━━━ Texte du document

- Bravo : From Ground Zero (collectif palestinien de réalisateurs et réalisatrices)
- Bien : La Pie voleuse (Robert Guédiguian), Prima la vita (Francesca Comencini), Personne n'y comprend rien (Yannick Kergoat), Spectateurs ! (Arnaud Desplechin)
- Pas mal : Presence (Steven Soderbergh), La Mer au loin (Saïd Hamich Benlarbi), Mon gâteau préféré (Maryam Moghaddam, Behtash Sanaeeha), Apprendre (Claire Simon), When the light breaks (Runar Runarsson), La Voyageuse (Hong Sang-soo), Brian Jones et les Rolling Stones (Nick Broomfield)
FROM GROUND ZERO (Collectif, 12 fév) LLLL
Le programme est constitué d'une vingtaine de courts-métrages réalisés par des cinéastes palestiniennes et palestiniens à Gaza depuis le 7 octobre 2023. Les formes choisies oscillent entre documentaires, fictions ou une hybridation des deux. Evidemment, même dans les segments fictionnels, avec parfois des recherches esthétiques bouleversantes car faites avec les moyens du bord, le réel rentre dans le champ par ce qu'enregistre la caméra (bâtiments détruits, recherche de survivants parmi les décombres, promiscuité sous les tentes...). Ce qui frappe, c'est néanmoins la diversité des approches, le kaléidoscope des personnalités et attitudes décrites pour tenir bon, survivre, résister, assurer le présent et si possible l'avenir des enfants, et préserver la dignité humaine et le goût de vivre, parfois grâce à l'imaginaire ou la médiation artistique, face aux crimes contre l'humanité en cours (que les observateurs qui n'ont pas détourné le regard ont tenté de décrire à travers des néologismes avec le suffixe -cide pour signifier l'anéantissement de tout ou partie d'un groupe humain, mais aussi la destruction systématique des constructions urbaines, hopitaux, universités, bâtiments patrimoniaux, mémoire d'une civilisation). Un travail modeste mais indispensable, un peu à l'instar de celui de Pour Sama de Waad Al-Khateab (et Edward Watts) à propos des bombardements d'Alep par le régime syrien, déchirant quand on se remémore les aspirations des jeunes gazaoui.e.s recueillies dans Yallah Gaza de Roland Nurier ou Voyage à Gaza de Piero Usberti. Et dans le contexte actuel, ce travail révèle, par contraste, toute l'indécence du double standard des grands médias occidentaux mécaniquement alignés sur la propagande de guerre d'un Etat qui se soustrait depuis des décennies au droit international, pourtant la seule boussole qui puisse servir de base pour garantir le respect de chaque peuple à disposer de lui-même, et l'égalité d'accès à ses droits fondamentaux.

━━━━━━
━━━ Extraits des données

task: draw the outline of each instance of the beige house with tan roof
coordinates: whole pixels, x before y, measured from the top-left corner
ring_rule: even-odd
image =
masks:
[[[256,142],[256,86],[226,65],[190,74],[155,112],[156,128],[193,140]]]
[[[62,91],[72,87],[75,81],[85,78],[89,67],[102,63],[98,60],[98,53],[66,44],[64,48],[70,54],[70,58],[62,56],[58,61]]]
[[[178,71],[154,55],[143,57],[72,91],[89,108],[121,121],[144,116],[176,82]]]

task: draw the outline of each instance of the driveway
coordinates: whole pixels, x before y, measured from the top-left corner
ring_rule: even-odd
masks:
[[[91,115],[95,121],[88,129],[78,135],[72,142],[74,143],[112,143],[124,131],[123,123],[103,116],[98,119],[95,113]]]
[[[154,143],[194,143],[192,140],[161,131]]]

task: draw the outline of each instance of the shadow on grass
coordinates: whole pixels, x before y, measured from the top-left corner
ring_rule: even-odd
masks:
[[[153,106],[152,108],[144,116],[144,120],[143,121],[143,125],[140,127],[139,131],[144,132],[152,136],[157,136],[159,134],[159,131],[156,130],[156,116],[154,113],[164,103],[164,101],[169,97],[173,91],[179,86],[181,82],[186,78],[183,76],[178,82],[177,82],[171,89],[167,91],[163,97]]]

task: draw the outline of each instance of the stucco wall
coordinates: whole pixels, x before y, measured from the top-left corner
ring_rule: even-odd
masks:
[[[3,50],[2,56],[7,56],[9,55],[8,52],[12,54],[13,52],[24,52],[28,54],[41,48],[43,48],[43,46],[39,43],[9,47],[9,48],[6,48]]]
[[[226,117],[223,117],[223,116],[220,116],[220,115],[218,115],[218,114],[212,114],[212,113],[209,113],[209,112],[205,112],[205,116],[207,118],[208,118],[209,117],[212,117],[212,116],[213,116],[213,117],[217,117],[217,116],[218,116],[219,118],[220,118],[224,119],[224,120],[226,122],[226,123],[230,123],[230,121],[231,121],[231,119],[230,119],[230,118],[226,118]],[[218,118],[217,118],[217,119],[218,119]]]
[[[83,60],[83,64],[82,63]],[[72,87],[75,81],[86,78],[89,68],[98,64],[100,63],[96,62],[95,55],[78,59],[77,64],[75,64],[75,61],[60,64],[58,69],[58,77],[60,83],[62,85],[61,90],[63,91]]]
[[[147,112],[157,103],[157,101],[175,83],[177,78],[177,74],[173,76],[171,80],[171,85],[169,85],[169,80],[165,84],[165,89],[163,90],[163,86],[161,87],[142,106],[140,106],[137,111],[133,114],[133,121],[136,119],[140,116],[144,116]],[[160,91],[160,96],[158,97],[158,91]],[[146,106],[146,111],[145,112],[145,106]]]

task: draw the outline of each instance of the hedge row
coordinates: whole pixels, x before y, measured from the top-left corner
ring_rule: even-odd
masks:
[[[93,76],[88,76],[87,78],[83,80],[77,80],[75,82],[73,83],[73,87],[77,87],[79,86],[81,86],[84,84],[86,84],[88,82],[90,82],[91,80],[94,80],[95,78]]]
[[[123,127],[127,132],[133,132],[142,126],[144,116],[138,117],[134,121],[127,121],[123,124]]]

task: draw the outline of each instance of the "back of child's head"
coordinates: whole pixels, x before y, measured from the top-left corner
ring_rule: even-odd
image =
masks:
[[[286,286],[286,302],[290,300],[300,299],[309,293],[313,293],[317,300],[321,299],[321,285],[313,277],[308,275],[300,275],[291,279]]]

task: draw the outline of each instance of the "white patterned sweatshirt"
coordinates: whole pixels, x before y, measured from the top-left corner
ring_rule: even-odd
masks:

━━━━━━

• **Travail à faire**
(1) Dans la liste, partez de la ligne qui contient « task: draw the outline of each instance of the driveway » et arrêtez-vous après celle qui contient « [[[154,143],[194,143],[192,140],[161,131]]] ». Recopiez ce passage en substituant « nonzero » à « even-odd ».
(2) Reprenez la critique du film From Ground Zero et poursuivez-la au-delà de sa dernière phrase.

• **Corrigé des exercices**
(1)
task: draw the outline of each instance of the driveway
coordinates: whole pixels, x before y, measured from the top-left corner
ring_rule: nonzero
masks:
[[[91,115],[95,121],[88,129],[78,135],[72,142],[74,143],[112,143],[124,131],[123,123],[103,116],[98,119],[95,113]]]
[[[154,143],[194,143],[192,140],[161,131]]]

(2)
LA PIE VOLEUSE (Robert Guédiguian, 29 jan) LLL
Après quelques infidélités, retour du cinéaste au quartier de l'Estaque. On y suit Maria, une aide-ménagère, qui trime chez des petits vieux qu'elle aime, mais qu'elle vole aussi, un billet ou un chèque qu'elle remplit à la place de son propriétaire. Le but de ces larcins ? Sortir la tête de l'eau et offrir de vrais cours de pianos à son petit-fils. Certains cinéastes tournent en caméra subjective. Guédiguian, lui, nous propose une bande-son subjective, la grande musique (des classiques mais aussi des compositions originales de Michel Petrossian à la manière de) qu'écoute à longueur de journée Maria. S'il filme toujours extrêmement bien les rapports de classe, il dépasse, grâce à des plans judicieusement composés, la description sociologique mécaniste pour offrir à ses personnages (Ascaride, Darroussin, Meylan, Boudet dans son dernier rôle, Leprince-Ringuet, Marilou Aussilloux la nouvelle venue) de la dignité, de la sensualité, une bonté et une beauté qui feraient presque office de résistance intime par temps qui s'assombrissent.
PRIMA LA VITA (Francesca Comencini, 12 fév) LLL
En apparence, Francesca Comencini rend hommage à son père, le cinéaste Luigi Comencini. Moins formaliste que Fellini, moins radical que Pasolini, il est peu cité dans les histoires du cinéma, à part pour L'Incompris, film autour d'une enfance dramatique. Ici est reconstitué le tournage, joyeux pour les enfants, de son Pinocchio. Il avait une pratique qu'on pourrait qualifier d'humaniste (on l'entend prioriser "D'abord la vie, ensuite le cinéma"). Il ne voulait pas trop diriger, d'où, par parenthèse, des acteurs parfois en roue libre, mais Bette Davis, Alberto Sordi et Silvana Mangano cabotinent juste ce qu'il faut dans L'Argent de la vieille. Mais en fait, malgré des cerises pour cinéphiles (des extraits de L'Enfance nue de Pialat ou Païsa de Rossellini), le gâteau proposé par Francesca Comencini est goûteux pour tout le monde. Quand bien même le point de départ serait le nombril de la réalisatrice, le film va vers les autres, et ses vraies thématiques, autour de la transmission et de l'émancipation, résonnent de façon universelle.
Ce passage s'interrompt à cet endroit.